▶ **ЗАДАНИЯ**
**a)** Повторите фрагмент текста о романе от слов «Третья часть романа» до слов «упала до катастрофического уровня.» включительно.
**b)** Перескажите короче абзац текста о романе, который начинается словами «Третья часть романа наиболее интересна». Сохраните его главные факты.
**c)** Продолжите текст о романе с того места, где он заканчивается.

▶ **ТЕКСТ**

^^^^^^^^

Третья часть романа наиболее интересна и насыщена событиями. Она тоже о болезни — пандемии с катастрофическими последствиями для всего мира, которая привела к образованию антиутопической государственной системы, где еда и вода ограничены, книги и телевидение запрещены, на ужин готовят енотов, а в домах проводят обыски. В будущем гомосексуальность осуждается из практичных соображений: взрослым следует производить потомство, поскольку рождаемость в стране упала до катастрофического уровня.

И вновь на Вашингтонской площади Дэвид не любит Чарлза. Точнее, Чарли, внучку эпидемиолога, перенесшую вирус и выжившую благодаря экспериментальному препарату, который изменил ее физически и психически. Дедушка советует Чарли выйти за Дэвида, ведь он — хорошая партия, хоть вряд ли когда‑нибудь полюбит Чарли: он предпочитает мужчин. На этот раз воля дедушки оказывается сильнее, и ничего хорошего из этого не выходит. Каждый четверг муж куда‑то уходит, не рассказывая потом, чем занимался. И однажды Чарли решает за ним проследить.

^^^^^^^^

▶ **ПРЕДОСТАВЛЕННЫЕ ДАННЫЕ**
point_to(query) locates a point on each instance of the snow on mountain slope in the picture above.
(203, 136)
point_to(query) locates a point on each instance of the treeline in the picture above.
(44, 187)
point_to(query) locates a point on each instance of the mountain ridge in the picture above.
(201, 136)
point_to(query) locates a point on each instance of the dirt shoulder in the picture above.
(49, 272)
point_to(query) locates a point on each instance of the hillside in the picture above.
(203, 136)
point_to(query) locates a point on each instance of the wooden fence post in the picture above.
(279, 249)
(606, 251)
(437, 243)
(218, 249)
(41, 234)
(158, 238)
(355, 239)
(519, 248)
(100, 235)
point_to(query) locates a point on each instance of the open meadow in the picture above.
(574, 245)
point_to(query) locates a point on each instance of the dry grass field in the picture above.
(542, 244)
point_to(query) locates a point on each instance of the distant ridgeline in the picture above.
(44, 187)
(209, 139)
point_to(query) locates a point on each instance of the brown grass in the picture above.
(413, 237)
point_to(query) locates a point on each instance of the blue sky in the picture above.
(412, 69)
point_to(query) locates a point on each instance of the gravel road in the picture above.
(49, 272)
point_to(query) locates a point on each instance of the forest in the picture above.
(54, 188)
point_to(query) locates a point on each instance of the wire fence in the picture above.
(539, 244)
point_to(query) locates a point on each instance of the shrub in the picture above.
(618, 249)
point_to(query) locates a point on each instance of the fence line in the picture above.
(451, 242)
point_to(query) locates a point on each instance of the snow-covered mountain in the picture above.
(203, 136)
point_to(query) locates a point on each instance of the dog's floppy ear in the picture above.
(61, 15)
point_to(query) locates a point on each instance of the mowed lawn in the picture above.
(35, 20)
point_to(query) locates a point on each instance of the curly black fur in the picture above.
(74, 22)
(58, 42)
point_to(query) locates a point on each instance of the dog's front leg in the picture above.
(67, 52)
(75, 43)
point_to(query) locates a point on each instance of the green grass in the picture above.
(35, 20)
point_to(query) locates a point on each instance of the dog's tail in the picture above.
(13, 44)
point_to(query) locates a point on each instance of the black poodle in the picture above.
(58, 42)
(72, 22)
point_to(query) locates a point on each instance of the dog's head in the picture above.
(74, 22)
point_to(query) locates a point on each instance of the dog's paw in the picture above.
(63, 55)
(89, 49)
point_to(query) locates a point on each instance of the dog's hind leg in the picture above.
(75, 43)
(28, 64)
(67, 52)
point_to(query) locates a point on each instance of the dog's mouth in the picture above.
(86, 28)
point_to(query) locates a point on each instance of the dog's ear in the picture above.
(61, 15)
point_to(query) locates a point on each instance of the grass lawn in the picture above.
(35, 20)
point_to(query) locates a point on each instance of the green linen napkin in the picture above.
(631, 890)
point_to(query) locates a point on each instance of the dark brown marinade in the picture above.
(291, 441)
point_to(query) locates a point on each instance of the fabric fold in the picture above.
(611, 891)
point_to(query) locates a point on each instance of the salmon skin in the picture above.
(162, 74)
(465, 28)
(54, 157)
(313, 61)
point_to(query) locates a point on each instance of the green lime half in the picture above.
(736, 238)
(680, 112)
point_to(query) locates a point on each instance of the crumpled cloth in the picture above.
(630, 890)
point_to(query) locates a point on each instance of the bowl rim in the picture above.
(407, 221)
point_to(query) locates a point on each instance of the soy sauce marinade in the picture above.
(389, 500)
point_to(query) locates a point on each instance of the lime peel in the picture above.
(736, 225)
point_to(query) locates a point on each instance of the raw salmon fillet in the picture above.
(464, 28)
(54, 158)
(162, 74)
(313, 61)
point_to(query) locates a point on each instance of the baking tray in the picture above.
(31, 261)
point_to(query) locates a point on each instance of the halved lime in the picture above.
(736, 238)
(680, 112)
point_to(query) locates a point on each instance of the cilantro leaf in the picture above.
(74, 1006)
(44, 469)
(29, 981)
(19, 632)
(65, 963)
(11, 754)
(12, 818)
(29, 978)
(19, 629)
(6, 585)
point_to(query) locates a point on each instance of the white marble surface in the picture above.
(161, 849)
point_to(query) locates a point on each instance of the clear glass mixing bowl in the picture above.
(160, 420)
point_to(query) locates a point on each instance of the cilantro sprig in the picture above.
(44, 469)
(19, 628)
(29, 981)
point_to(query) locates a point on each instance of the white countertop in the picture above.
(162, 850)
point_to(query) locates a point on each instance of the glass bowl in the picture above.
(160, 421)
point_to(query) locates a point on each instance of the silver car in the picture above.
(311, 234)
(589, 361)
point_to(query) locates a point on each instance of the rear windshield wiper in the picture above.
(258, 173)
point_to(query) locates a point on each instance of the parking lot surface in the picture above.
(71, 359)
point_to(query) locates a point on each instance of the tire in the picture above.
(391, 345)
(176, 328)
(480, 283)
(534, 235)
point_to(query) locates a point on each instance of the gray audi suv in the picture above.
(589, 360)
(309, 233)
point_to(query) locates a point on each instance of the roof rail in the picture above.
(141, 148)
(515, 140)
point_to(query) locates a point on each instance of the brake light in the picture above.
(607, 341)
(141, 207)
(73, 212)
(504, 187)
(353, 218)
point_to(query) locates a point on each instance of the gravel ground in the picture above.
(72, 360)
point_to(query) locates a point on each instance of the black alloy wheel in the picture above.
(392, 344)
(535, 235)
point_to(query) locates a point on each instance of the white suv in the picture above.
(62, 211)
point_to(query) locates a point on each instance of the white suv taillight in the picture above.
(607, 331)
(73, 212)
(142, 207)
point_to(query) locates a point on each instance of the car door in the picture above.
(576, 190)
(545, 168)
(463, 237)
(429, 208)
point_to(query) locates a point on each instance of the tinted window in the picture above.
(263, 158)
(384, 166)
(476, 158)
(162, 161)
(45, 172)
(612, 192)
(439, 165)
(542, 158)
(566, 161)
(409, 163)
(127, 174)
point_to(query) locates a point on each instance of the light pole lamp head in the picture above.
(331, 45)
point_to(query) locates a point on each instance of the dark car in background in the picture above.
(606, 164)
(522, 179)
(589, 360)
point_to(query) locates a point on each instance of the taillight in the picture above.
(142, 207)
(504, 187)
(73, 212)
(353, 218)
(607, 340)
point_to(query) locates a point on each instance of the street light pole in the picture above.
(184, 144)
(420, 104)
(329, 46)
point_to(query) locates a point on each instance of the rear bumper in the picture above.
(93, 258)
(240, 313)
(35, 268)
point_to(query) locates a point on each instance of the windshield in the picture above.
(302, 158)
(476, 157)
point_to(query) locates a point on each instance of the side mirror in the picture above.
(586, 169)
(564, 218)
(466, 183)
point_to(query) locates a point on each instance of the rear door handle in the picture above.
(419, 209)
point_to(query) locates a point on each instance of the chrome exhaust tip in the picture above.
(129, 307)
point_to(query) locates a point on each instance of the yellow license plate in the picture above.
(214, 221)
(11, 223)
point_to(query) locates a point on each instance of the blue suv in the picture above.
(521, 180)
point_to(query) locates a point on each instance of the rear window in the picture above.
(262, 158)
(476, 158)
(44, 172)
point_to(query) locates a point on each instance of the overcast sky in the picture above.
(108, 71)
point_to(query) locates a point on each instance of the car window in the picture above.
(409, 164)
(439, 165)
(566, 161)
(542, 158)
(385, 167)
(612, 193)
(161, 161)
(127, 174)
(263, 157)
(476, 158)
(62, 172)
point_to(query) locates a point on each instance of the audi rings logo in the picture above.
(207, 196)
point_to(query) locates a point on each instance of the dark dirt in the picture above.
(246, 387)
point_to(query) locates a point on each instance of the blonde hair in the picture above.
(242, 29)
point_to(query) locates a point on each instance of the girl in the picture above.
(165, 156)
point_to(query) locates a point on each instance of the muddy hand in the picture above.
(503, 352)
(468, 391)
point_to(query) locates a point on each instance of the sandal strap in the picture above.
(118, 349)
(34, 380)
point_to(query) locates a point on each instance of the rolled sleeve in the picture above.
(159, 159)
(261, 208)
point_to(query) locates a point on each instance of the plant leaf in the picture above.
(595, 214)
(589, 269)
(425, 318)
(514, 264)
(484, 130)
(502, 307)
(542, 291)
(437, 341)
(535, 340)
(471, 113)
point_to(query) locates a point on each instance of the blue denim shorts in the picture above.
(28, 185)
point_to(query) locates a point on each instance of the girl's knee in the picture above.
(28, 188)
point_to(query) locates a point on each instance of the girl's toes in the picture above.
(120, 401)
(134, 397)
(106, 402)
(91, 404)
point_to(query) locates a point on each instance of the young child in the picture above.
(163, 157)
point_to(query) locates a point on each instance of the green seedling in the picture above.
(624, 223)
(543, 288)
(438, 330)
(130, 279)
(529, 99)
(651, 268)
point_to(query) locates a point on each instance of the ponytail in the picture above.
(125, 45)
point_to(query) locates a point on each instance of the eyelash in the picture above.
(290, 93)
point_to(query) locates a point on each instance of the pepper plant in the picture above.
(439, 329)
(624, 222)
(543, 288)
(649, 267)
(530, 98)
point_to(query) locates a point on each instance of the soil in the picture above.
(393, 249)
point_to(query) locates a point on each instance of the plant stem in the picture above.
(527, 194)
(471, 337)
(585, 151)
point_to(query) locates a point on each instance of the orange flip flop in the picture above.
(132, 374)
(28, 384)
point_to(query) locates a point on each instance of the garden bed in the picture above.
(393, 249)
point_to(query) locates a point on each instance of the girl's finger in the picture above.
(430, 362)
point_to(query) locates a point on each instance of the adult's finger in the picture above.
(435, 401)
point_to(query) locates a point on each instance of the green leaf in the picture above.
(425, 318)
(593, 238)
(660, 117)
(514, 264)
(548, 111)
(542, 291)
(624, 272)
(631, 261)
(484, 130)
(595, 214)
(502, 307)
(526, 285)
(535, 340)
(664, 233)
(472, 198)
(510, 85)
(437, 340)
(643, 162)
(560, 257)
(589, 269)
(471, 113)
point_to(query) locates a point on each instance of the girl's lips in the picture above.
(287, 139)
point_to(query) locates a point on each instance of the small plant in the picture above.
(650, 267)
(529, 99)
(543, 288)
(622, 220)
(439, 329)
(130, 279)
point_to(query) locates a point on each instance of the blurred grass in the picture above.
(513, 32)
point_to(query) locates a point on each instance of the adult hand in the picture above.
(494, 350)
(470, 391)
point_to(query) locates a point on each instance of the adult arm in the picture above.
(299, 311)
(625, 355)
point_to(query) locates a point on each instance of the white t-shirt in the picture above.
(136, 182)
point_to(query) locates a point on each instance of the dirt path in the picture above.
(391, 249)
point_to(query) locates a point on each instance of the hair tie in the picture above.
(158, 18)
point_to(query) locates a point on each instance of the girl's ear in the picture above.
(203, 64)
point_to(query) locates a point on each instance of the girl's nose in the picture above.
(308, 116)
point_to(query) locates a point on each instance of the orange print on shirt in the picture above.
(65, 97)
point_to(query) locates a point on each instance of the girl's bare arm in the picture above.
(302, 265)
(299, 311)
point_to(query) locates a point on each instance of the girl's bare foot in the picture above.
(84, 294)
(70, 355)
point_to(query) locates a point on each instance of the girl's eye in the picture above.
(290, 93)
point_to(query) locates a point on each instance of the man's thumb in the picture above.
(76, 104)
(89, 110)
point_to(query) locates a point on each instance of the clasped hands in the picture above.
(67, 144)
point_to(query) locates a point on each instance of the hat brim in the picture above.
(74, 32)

^^^^^^^^

▶ **ОТВЕТЫ К ЗАДАНИЯМ**
**a)**
Третья часть романа наиболее интересна и насыщена событиями. Она тоже о болезни — пандемии с катастрофическими последствиями для всего мира, которая привела к образованию антиутопической государственной системы, где еда и вода ограничены, книги и телевидение запрещены, на ужин готовят енотов, а в домах проводят обыски. В будущем гомосексуальность осуждается из практичных соображений: взрослым следует производить потомство, поскольку рождаемость в стране упала до катастрофического уровня.

**b)** Третья часть романа самая насыщенная событиями. Она рассказывает о пандемии, которая обернулась катастрофой для всего мира и привела к возникновению антиутопического государства. В нем ограничены еда и вода, запрещены книги и телевидение, на ужин готовят енотов, а в домах проводят обыски. Гомосексуальность осуждают из практических соображений: рождаемость упала до катастрофического уровня, и взрослые должны заводить детей.

**c)**
В «Маленькой жизни» Янагихара умело цепляла читателя бесконечными эмоциональными качелями, которые в какой‑то момент становились пыточным аппаратом.

То, что начиналось как романтический фанфик о жизни четырех друзей в Нью-Йорке, превратилось в истязание главного героя, напоминая уже другой жанр фанфикшена — «хёрт/комфорт», делающий упор на эмоциональных и/или физических страданиях одних персонажей и заботе о них со стороны других.

В «До самого рая» этот прием присутствует, описаний мук неразделенной и разделенной любви предостаточно. Но здесь они не оглушают, как в «Маленькой жизни», и герои не очень счастливо, но живут дальше.

Как и в предыдущем романе, Янагихара исследует тему болезни и человеческой хрупкости. Страдания душевные и физические тесно связаны, и люди вновь оказываются в западне собственных тел, которые предательски и необратимо выходят из строя. Любовь тоже оказывается западней: с ней невозможно бороться и от нее невозможно уйти, несмотря на боль, которую она приносит. Реинкарнируют Дэвиды, Эдварды, Чарлзы, и если раньше Янагихара писала лишь о мужчинах, то здесь у нее впервые появляется героиня — причем оказывающаяся самой живой из всех.

«До самого рая» интересен как головоломка — все время хочется приладить его части друг к другу и понять, что же произошло с героями впоследствии и какой в именных повторах заложен смысл.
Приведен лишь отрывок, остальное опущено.